Text under study —

● ● ●

The four astronauts on board the successful SpaceX capsule reached the International Space Station late Monday night in the first-ever Public-Private mission to outer space. NASA’s private partnership with the Musk-owned SpaceX came after decades of having to depend on Russian spacecraft to rocket American astronauts into space. The space agency will now also be able to save millions by no longer needing to buy seats on Russian Soyuz capsules.

Source: NY Post
Earlier this year, SpaceX had completed a two-month, two-pilot test flight, but this time, the four astronauts will be stationed at the International Space Station for a six-month stay. On Sunday, SpaceX launched four astronauts to the International Space Station, on the first full-fledged taxi flight for NASA by a private company, run by Elon Musk, who unfortunately had to skip the revolutionary event due to possibly contracting the coronavirus. NASA policy at Kennedy Space Center requires anyone testing positive for coronavirus to quarantine and remain isolated.

● ● ●

Your tasks —
1. Translate this sentence from the SpaceX article into Spanish: "NASA policy at Kennedy Space Center requires anyone testing positive for coronavirus to quarantine and remain isolated."
2. Retype the part of the SpaceX article starting at "Source: NY Post" and ending at "and remain isolated.".
Work from the SpaceX article alone.

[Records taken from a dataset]
● ● ●

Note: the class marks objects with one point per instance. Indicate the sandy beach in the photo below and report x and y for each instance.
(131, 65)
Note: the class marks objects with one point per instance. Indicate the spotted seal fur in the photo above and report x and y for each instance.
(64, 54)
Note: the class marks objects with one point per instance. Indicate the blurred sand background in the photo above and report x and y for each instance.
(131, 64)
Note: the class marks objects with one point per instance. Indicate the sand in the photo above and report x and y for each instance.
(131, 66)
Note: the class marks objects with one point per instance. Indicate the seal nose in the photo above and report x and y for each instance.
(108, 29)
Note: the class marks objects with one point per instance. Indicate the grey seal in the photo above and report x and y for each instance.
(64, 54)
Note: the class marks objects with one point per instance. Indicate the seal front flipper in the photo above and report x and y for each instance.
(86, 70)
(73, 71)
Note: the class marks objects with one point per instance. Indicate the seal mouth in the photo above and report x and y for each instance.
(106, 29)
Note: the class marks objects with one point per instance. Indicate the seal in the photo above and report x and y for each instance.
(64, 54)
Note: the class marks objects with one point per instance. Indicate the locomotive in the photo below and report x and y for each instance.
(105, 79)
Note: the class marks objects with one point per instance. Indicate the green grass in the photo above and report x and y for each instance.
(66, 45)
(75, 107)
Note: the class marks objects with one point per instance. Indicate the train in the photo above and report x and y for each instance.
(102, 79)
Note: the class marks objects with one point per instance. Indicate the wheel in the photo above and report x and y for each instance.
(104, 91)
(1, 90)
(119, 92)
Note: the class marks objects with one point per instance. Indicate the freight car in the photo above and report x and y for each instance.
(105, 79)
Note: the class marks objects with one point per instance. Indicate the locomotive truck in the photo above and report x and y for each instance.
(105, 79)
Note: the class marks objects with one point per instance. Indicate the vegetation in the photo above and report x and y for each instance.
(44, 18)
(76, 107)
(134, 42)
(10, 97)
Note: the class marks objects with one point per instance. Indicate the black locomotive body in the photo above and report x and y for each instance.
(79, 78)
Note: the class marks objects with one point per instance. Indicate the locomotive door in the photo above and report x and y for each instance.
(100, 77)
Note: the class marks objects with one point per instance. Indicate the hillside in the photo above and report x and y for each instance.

● ● ●

Answer section —
1. La política de la NASA en el Centro Espacial Kennedy exige que cualquier persona que dé positivo en la prueba de coronavirus se ponga en cuarentena y permanezca aislada.

2.
Source: NY Post
Earlier this year, SpaceX had completed a two-month, two-pilot test flight, but this time, the four astronauts will be stationed at the International Space Station for a six-month stay. On Sunday, SpaceX launched four astronauts to the International Space Station, on the first full-fledged taxi flight for NASA by a private company, run by Elon Musk, who unfortunately had to skip the revolutionary event due to possibly contracting the coronavirus. NASA policy at Kennedy Space Center requires anyone testing positive for coronavirus to quarantine and remain isolated.